## Task goal
Pull out every line of the records below that contains the string "fence", and copy each one in full.
##### Data extract
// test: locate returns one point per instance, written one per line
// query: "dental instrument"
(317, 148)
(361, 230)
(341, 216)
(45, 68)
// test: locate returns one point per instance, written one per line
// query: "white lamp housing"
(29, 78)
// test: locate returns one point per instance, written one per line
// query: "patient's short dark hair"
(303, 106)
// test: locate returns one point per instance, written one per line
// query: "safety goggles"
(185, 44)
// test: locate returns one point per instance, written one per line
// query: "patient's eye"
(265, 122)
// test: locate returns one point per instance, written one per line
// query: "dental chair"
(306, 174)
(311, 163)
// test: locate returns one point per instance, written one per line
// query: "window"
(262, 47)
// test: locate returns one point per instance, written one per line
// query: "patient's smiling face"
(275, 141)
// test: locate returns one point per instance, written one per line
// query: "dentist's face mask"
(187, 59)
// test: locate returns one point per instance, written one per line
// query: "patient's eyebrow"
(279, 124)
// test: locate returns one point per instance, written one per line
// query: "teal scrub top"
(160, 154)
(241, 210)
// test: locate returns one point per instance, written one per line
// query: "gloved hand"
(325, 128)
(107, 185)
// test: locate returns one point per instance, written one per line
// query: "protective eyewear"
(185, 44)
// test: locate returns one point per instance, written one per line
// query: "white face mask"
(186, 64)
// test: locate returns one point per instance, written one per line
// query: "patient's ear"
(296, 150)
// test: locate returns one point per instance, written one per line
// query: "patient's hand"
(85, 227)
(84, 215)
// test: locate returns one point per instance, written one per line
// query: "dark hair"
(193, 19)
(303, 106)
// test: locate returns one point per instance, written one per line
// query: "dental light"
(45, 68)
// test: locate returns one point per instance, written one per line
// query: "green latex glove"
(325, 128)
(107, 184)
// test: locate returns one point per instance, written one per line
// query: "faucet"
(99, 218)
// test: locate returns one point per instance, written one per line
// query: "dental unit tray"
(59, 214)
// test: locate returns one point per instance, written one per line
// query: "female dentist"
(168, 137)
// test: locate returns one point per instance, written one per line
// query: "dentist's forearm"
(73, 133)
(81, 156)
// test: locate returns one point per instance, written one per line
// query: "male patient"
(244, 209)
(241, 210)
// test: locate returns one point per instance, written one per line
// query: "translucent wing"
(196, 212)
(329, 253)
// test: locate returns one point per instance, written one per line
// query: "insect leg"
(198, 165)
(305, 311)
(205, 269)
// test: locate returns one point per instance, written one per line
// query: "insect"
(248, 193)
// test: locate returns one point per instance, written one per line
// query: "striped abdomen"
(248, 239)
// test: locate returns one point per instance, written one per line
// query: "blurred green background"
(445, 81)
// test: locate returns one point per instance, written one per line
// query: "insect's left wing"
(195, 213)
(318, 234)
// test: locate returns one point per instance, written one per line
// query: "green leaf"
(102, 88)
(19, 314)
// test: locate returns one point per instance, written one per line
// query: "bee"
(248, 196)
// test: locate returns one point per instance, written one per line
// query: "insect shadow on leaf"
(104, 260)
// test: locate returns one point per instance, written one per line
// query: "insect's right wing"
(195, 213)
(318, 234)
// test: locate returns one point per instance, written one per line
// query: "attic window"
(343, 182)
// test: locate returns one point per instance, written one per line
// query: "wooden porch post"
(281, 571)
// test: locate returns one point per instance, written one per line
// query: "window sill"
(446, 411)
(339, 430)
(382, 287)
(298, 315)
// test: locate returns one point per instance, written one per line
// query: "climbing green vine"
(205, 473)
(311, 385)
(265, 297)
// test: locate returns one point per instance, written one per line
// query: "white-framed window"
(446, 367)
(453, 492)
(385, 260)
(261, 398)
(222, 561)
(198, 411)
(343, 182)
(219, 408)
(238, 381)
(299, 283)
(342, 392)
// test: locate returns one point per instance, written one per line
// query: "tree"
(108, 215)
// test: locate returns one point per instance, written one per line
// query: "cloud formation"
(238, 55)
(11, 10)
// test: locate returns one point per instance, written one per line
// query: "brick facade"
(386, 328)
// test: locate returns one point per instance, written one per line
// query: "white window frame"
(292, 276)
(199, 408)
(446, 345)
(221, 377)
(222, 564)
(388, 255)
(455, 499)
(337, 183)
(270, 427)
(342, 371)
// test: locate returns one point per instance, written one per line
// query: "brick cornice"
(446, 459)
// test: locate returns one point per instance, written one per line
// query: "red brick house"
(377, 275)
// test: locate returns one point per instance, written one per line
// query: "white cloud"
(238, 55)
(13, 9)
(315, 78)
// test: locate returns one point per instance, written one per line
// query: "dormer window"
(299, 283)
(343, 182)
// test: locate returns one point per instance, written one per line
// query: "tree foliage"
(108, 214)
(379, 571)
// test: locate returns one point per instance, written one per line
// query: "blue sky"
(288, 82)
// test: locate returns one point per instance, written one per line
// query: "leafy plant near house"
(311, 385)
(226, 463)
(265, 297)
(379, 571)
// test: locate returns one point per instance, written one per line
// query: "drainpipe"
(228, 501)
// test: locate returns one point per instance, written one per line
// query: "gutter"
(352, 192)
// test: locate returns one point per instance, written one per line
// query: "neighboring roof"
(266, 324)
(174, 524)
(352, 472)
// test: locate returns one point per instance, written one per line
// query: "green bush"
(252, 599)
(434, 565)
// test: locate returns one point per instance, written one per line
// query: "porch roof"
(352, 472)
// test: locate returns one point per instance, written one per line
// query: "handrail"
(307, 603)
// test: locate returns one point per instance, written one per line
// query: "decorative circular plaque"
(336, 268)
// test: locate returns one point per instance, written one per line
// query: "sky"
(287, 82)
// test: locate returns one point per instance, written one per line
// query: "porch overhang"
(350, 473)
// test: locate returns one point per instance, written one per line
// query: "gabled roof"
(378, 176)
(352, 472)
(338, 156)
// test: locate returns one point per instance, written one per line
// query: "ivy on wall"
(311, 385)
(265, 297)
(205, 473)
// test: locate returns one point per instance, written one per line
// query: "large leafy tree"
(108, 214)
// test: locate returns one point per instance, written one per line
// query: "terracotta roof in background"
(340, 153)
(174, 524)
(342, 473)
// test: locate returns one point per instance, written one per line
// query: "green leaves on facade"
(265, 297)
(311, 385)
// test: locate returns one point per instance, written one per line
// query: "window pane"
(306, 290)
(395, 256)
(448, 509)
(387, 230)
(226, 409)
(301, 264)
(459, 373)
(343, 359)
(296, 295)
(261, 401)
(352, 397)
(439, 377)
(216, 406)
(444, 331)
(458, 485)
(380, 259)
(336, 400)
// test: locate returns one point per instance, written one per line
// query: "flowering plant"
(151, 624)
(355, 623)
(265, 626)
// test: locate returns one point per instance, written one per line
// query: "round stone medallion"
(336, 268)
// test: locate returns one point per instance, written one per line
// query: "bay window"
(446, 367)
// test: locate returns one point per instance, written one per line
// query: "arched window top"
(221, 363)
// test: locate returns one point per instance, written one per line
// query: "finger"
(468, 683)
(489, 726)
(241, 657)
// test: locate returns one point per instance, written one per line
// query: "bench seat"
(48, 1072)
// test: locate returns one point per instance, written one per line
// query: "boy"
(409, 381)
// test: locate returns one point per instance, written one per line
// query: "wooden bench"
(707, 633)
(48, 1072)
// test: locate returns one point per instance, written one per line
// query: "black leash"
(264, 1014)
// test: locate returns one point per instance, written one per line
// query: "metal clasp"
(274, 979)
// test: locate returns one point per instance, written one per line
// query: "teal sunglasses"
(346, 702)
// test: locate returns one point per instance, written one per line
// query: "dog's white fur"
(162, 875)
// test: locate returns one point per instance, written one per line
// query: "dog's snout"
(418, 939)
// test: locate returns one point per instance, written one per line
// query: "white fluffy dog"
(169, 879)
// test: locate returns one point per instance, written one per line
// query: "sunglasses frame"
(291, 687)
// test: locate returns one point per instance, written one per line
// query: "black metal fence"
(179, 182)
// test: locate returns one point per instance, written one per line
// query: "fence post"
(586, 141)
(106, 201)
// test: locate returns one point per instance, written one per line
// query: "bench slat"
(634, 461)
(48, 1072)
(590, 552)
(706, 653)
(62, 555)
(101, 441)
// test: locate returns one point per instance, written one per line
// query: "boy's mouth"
##########
## Finished exercise
// query: "black metal fence"
// query: "fence post"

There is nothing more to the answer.